> **The task**: Write out each line exactly as it stands, please.

> **Point placement records**:

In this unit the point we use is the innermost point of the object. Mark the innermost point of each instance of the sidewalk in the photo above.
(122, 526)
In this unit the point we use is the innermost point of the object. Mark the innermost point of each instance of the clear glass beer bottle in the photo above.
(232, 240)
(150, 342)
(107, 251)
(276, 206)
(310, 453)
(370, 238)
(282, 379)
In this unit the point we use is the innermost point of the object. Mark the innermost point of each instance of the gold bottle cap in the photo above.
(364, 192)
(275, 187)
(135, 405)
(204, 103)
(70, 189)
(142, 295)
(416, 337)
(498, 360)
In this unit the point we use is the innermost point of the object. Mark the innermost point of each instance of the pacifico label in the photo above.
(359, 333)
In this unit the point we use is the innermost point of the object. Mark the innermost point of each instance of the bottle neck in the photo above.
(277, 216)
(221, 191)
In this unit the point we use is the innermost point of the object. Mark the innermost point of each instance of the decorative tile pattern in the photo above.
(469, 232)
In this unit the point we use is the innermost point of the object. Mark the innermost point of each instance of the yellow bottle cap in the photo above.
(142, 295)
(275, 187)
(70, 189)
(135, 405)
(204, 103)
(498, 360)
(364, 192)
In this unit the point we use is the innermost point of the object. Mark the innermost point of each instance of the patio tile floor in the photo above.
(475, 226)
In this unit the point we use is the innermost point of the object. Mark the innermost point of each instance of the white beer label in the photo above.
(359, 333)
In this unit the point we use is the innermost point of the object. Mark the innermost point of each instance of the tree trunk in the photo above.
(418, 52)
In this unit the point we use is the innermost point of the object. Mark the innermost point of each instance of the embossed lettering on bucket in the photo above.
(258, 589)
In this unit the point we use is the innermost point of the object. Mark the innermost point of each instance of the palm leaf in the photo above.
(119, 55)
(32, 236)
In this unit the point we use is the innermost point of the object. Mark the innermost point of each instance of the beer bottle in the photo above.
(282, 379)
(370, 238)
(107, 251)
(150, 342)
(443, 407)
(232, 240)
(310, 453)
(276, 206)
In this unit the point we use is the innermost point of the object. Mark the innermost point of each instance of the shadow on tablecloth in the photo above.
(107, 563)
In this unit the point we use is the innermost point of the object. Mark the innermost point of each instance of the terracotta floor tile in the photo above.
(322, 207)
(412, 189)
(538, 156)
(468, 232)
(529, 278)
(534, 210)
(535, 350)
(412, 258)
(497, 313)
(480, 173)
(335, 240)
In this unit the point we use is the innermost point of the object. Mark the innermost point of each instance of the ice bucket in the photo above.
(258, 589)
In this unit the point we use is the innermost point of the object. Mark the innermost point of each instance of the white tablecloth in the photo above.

> **Right answer**:
In this unit the point we use is the innermost point of the object. Mark the innermost point of each instance of the sidewalk in the photo above.
(122, 526)
In this unit the point we use is the innermost point of the object. Mark the innermost point of each instance of the clear glass beer bottle in the photo above.
(232, 240)
(150, 342)
(107, 251)
(276, 206)
(310, 453)
(370, 238)
(282, 379)
In this unit the point we use is the innermost point of the object. Mark the innermost point of each instance of the gold bottle cap in the photo above.
(364, 192)
(275, 187)
(135, 405)
(204, 103)
(70, 189)
(142, 295)
(416, 337)
(498, 360)
In this unit the point we use is the innermost point of the object. Mark the innermost point of each instance of the pacifico label in the photo above.
(359, 333)
In this unit the point we use is the innermost point of the object. Mark the innermost point of each instance of the bottle neck in the photo above.
(277, 216)
(221, 191)
In this unit the point we use is the innermost point of the object. Mark the innermost point of each instance of the decorative tile pattern in the photo above.
(469, 232)
In this unit the point we use is the innermost point of the object. Mark the innermost point of each instance of the yellow bottle cap in the photo above.
(142, 295)
(275, 187)
(70, 189)
(135, 405)
(204, 103)
(498, 360)
(364, 192)
In this unit the point we use is the innermost point of the object. Mark the innermost point of each instance of the patio tile floor in the photo above.
(475, 226)
In this unit the point we use is the innermost point of the object. Mark the innermost point of each instance of the white beer label in the photo above.
(359, 333)
In this unit the point we use is the innermost point of the object. Mark the innermost point of each instance of the tree trunk in the photo above.
(418, 52)
In this unit the point we use is the innermost point of the object. Mark the innermost point of each instance of the embossed lettering on bucket in the photo above.
(258, 589)
In this unit the point we use is the innermost point of the object. Mark the innermost point of each instance of the palm leaf in the photo above.
(119, 55)
(32, 236)
In this unit the point we use is the innermost point of the object. Mark the innermost point of each instance of the beer bottle in the photo above.
(282, 379)
(370, 238)
(107, 251)
(150, 342)
(443, 407)
(232, 240)
(310, 453)
(276, 206)
In this unit the point we use is the innermost point of the object. Mark the innermost point of each instance of the shadow on tablecloth in the photo above.
(107, 563)
In this unit the point we use is the innermost point of the object. Mark the innermost point of each instance of the terracotta floor tile in the photo above.
(322, 207)
(412, 189)
(538, 156)
(468, 232)
(529, 278)
(534, 210)
(535, 350)
(412, 258)
(497, 313)
(480, 173)
(335, 240)
In this unit the point we use is the innermost point of the object. Mark the innermost point of each instance of the ice bucket in the photo above.
(258, 589)
In this unit the point we use is the innermost point of the object. Mark the innermost point of each instance of the white tablecloth in the photo above.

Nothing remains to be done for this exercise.